Exercise task: Copy everything below from the row containing "Each instance of the floral pattern fabric" down to the last row, both included, raising every pixel coordinate in the answers by 90. Leave the pictures out.

— Begin —

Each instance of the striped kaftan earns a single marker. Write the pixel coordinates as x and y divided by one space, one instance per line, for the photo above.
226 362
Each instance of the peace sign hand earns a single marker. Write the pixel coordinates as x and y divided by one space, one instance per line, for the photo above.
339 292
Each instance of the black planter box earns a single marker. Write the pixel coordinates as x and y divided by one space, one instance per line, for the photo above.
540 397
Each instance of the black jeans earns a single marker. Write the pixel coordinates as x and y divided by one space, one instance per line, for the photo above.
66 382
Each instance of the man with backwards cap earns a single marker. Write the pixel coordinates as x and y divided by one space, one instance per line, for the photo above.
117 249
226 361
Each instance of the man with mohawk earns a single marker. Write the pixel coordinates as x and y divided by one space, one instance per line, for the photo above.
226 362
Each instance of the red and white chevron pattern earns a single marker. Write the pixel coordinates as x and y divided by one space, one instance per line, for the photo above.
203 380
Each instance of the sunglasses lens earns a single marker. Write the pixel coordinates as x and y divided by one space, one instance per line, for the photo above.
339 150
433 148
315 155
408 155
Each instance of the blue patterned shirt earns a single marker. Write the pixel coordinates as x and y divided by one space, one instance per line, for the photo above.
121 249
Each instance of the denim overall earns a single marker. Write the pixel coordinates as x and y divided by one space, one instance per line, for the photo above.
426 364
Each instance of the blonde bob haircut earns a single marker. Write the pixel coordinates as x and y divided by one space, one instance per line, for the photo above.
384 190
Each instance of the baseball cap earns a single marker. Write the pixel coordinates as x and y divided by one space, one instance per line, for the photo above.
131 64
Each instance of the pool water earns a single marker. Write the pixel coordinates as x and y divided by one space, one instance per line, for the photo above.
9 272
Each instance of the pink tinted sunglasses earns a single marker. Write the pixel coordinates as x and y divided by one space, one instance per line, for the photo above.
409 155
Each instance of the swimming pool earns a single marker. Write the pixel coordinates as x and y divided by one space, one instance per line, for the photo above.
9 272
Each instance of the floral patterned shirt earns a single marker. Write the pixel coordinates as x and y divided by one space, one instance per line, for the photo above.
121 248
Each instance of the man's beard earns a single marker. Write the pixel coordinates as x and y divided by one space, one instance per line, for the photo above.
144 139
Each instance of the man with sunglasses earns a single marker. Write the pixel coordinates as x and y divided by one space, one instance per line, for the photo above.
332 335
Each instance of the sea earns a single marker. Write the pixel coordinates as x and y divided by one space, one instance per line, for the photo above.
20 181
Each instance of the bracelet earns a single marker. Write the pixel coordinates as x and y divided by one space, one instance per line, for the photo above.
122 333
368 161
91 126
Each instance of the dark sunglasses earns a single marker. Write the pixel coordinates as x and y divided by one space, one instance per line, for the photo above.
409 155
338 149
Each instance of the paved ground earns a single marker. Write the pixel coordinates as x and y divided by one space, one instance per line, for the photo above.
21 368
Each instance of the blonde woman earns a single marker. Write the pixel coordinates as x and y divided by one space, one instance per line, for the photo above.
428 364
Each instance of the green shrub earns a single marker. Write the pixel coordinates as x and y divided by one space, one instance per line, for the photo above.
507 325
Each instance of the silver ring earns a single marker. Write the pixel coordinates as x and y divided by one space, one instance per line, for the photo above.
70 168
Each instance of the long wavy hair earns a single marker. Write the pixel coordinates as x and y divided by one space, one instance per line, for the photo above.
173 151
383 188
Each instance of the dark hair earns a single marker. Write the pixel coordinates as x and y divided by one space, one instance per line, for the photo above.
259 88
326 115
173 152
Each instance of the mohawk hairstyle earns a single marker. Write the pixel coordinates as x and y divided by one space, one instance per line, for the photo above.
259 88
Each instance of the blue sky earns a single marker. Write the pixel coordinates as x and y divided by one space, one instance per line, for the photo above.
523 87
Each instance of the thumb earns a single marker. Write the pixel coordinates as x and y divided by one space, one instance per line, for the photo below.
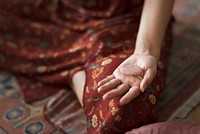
131 70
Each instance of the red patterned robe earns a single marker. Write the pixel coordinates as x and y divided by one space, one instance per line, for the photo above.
44 42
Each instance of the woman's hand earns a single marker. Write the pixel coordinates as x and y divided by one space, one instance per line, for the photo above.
130 78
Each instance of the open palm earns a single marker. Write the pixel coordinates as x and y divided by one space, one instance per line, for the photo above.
130 78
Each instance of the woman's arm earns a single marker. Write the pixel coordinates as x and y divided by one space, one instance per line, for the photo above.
140 68
154 20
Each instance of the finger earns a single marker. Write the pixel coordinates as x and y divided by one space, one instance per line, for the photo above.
131 70
120 90
105 80
109 85
148 78
130 95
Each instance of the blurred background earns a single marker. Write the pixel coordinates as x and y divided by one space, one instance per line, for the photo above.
181 98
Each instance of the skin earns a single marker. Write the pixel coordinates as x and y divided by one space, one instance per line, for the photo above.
133 75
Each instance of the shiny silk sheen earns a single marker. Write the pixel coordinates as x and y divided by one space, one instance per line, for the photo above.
44 42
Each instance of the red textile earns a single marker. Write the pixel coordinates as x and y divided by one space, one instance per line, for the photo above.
167 128
45 43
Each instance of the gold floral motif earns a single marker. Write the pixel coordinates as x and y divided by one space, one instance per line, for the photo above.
160 64
97 72
152 98
114 110
64 73
118 118
41 69
130 122
105 62
94 120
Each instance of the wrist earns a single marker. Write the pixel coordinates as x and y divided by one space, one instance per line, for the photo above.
146 47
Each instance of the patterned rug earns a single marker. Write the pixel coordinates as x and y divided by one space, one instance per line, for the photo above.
183 78
180 101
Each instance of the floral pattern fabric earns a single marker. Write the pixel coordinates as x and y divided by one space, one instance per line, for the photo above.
45 42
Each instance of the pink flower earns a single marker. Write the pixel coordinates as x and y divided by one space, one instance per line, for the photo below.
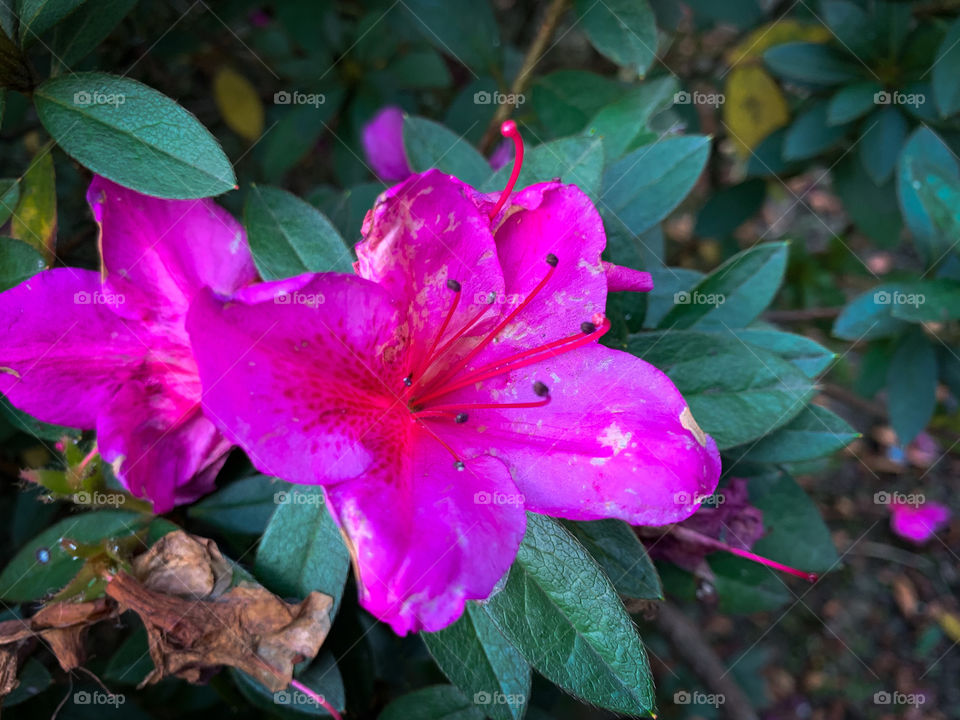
383 145
457 382
111 352
918 522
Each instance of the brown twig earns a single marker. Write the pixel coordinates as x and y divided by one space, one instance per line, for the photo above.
537 48
686 639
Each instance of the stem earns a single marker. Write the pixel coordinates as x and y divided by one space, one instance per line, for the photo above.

— End —

Expected answer:
Each instance of the floral pattern fabric earns a single marker. Write the pixel coordinates as x and y divided by one space, one instance per line, for the photo above.
135 132
Each instance of the pink flower earns a single marker. Write the pixel coordinates as x and y divided by one space, one instance per line, for the photo below.
473 235
547 472
201 442
1008 612
Each instance of the brown twig earns a single marker. Write the pixel coordinates as x and y divided by one space, one instance per line, for the photo above.
627 138
776 729
Each instance of the stem earns a single marker. Write the pixel coordinates as x and y divided by one space, one instance per line, for the photo above.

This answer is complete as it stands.